Données fournies:
****************

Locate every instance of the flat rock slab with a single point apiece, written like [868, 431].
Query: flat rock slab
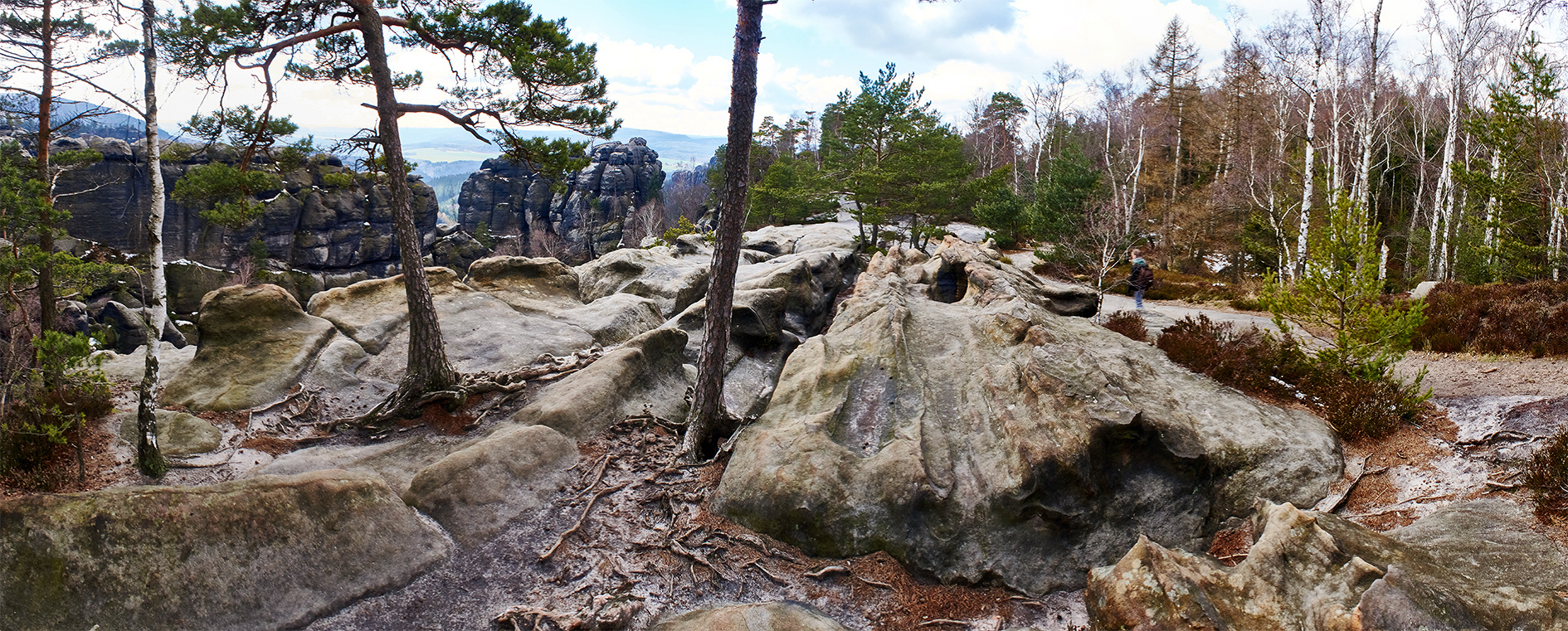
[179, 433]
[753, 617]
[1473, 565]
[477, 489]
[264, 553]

****************

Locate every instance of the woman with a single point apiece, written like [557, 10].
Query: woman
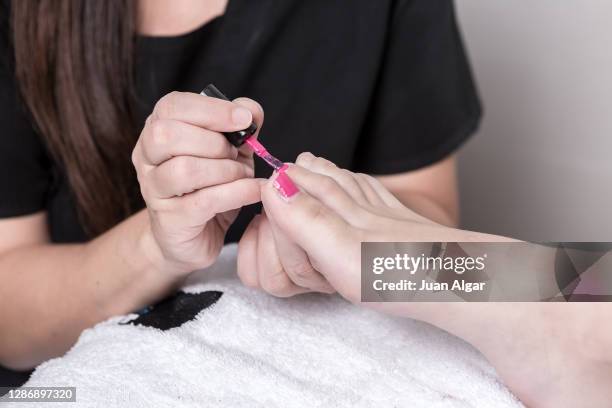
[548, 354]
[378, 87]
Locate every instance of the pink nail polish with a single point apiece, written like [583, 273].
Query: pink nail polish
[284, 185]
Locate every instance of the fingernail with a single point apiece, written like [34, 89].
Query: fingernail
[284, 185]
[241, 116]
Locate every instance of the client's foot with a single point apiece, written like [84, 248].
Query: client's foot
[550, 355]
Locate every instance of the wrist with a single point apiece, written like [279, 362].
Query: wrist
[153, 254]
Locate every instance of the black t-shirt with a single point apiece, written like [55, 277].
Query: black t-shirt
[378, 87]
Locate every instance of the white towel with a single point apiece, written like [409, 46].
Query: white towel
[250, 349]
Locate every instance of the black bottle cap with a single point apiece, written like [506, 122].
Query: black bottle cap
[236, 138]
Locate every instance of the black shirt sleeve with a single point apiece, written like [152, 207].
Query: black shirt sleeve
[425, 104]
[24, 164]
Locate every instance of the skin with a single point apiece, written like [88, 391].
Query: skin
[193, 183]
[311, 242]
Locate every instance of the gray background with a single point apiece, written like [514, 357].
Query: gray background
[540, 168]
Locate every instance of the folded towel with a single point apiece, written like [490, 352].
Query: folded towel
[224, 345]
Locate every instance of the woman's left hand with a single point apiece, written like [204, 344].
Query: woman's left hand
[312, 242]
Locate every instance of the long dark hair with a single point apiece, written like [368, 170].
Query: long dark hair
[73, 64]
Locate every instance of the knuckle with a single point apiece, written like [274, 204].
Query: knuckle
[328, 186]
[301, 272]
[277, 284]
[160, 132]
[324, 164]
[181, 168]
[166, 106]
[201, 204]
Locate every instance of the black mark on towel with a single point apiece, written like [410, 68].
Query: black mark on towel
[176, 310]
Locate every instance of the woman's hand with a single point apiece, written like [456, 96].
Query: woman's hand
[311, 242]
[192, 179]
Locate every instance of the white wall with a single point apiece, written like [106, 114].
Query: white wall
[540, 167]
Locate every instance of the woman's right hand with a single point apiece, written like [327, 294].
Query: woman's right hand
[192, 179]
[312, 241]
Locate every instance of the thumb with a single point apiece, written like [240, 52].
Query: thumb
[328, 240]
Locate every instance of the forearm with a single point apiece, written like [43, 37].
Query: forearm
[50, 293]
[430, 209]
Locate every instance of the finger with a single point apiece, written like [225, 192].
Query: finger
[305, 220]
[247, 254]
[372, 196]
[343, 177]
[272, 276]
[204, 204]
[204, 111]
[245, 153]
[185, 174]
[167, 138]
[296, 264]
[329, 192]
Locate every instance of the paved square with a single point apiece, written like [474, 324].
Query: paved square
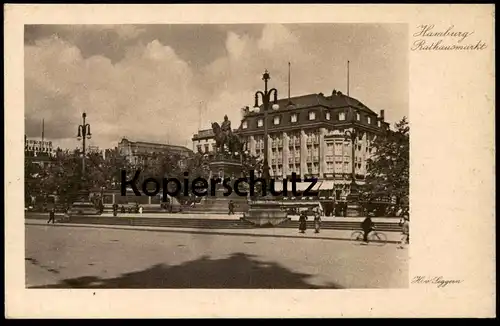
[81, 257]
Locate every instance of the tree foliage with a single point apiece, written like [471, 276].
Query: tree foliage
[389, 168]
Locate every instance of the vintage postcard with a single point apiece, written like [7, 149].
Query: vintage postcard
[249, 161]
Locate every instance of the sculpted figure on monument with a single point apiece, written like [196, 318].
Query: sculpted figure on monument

****************

Consigne:
Recopiez à l'identique le passage du matériel qui commence à la ligne contenant « Locate every instance of the finger with » et se termine à la ligne contenant « Query: sculpted figure on monument », ces deux lignes comprises, sans rien y ajouter. Omettez les images dans votre réponse.

Résultat:
Locate every instance of the finger with a single point apiece, written like [225, 192].
Query: finger
[305, 220]
[247, 254]
[372, 196]
[343, 177]
[272, 276]
[204, 204]
[204, 111]
[245, 153]
[185, 174]
[167, 138]
[296, 264]
[329, 192]
Locate every instance of the paved square with a single point apiece, written like [474, 324].
Query: paved square
[81, 257]
Locate every instance of the tree foliage with a single point apiece, written like [471, 276].
Query: tree foliage
[389, 168]
Locate every instance of the vintage postcard with a single point apiece, written like [7, 149].
Query: vintage postcard
[249, 161]
Locate every instance of the sculpted figure on monument with a single point apiece, written like [196, 318].
Query: sculpted figure on monument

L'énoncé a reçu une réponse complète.